--- Material shown ---
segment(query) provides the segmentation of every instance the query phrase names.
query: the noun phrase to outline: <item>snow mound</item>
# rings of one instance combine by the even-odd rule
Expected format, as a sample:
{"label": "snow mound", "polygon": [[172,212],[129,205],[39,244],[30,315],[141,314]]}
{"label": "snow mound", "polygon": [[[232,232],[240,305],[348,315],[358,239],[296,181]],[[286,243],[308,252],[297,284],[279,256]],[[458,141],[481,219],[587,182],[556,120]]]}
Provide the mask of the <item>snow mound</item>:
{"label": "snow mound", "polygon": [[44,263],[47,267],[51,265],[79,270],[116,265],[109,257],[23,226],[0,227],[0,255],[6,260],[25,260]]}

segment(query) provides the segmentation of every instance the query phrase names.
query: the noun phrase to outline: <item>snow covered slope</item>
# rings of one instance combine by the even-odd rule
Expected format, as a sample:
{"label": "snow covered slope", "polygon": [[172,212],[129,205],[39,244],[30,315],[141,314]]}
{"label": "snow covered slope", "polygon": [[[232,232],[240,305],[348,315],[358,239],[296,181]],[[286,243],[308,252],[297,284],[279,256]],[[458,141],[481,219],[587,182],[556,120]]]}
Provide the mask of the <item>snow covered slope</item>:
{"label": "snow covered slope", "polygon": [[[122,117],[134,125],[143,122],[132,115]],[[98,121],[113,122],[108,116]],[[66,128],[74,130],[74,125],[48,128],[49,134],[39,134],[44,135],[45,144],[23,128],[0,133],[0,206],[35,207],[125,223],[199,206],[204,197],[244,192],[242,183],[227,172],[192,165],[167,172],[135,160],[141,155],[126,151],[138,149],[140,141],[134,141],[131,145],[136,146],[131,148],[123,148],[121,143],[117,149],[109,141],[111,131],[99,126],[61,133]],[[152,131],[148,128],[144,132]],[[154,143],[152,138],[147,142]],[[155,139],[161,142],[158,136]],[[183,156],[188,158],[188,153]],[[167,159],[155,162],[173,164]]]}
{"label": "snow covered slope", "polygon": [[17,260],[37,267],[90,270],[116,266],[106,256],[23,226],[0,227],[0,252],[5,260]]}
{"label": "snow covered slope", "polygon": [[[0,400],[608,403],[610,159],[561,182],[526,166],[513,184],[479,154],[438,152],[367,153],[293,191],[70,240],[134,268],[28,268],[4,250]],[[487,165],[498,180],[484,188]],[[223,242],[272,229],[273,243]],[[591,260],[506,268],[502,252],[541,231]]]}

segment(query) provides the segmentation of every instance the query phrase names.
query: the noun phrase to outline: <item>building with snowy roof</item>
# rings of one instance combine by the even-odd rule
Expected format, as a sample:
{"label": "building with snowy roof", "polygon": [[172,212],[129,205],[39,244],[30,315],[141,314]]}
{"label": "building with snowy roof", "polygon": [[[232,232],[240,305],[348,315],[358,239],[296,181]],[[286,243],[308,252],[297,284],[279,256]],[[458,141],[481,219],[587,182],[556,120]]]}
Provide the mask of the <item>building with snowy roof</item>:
---
Task statement -> Reproduce the data above in full, with no line missing.

Task result ->
segment(query) provides the segmentation of every instance the query phrase names.
query: the noun phrase to outline: <item>snow mound</item>
# rings of one instance combine by the even-odd rule
Expected format, as a sample:
{"label": "snow mound", "polygon": [[172,212],[129,205],[39,244],[30,315],[141,314]]}
{"label": "snow mound", "polygon": [[[232,232],[240,305],[348,315],[358,239],[296,181]],[[286,243],[308,252],[297,284],[279,256]],[[458,141],[481,219],[587,182],[556,120]]]}
Provide the mask of the <item>snow mound</item>:
{"label": "snow mound", "polygon": [[44,263],[47,267],[51,265],[79,270],[116,265],[109,257],[23,226],[0,227],[0,255],[6,260],[25,260]]}

segment(query) provides the segmentation of every instance the query phrase names.
query: the noun phrase to outline: <item>snow covered slope</item>
# rings of one instance combine by the even-odd rule
Expected format, as a sample:
{"label": "snow covered slope", "polygon": [[172,212],[129,205],[39,244],[30,315],[141,314]]}
{"label": "snow covered slope", "polygon": [[[232,232],[240,305],[348,315],[358,239],[296,181]],[[286,243],[308,252],[297,284],[279,256]],[[458,141],[481,219],[587,182],[556,120]]]}
Provide the mask of the <item>snow covered slope</item>:
{"label": "snow covered slope", "polygon": [[[122,117],[134,125],[143,122],[132,115]],[[98,121],[113,122],[108,116]],[[66,128],[74,130],[74,125],[48,128],[49,134],[39,134],[44,135],[45,144],[23,128],[0,133],[0,206],[35,207],[125,223],[199,206],[204,197],[244,192],[242,183],[227,172],[192,165],[167,172],[135,160],[141,155],[126,151],[138,149],[140,141],[134,141],[131,145],[136,146],[131,148],[123,148],[121,143],[117,149],[109,141],[111,131],[99,126],[61,133]],[[152,131],[148,128],[144,132]],[[154,143],[152,138],[147,142]],[[155,139],[161,142],[158,136]],[[183,156],[188,158],[188,153]],[[167,159],[155,162],[173,164]]]}
{"label": "snow covered slope", "polygon": [[17,260],[37,267],[90,270],[116,266],[106,256],[23,226],[0,227],[0,252],[5,260]]}
{"label": "snow covered slope", "polygon": [[[0,400],[608,403],[610,159],[561,182],[526,166],[513,184],[479,154],[438,152],[367,153],[293,191],[70,240],[134,268],[28,268],[4,250]],[[487,165],[498,180],[484,188]],[[223,242],[272,229],[273,243]],[[591,260],[506,268],[502,252],[541,231]]]}

segment(query) provides the segmentation of every instance the query phrase names.
query: the noun phrase to outline: <item>building with snowy roof</item>
# rings of one instance combine by the even-odd rule
Expected format, as a sample:
{"label": "building with snowy roof", "polygon": [[172,212],[129,205],[39,244],[30,315],[141,314]]}
{"label": "building with snowy roof", "polygon": [[[232,232],[240,305],[348,315],[358,239],[296,181]],[[286,243],[308,252],[297,284],[279,256]],[[458,141],[481,219],[587,182],[556,120]]]}
Provide the mask of the <item>building with snowy roof</item>:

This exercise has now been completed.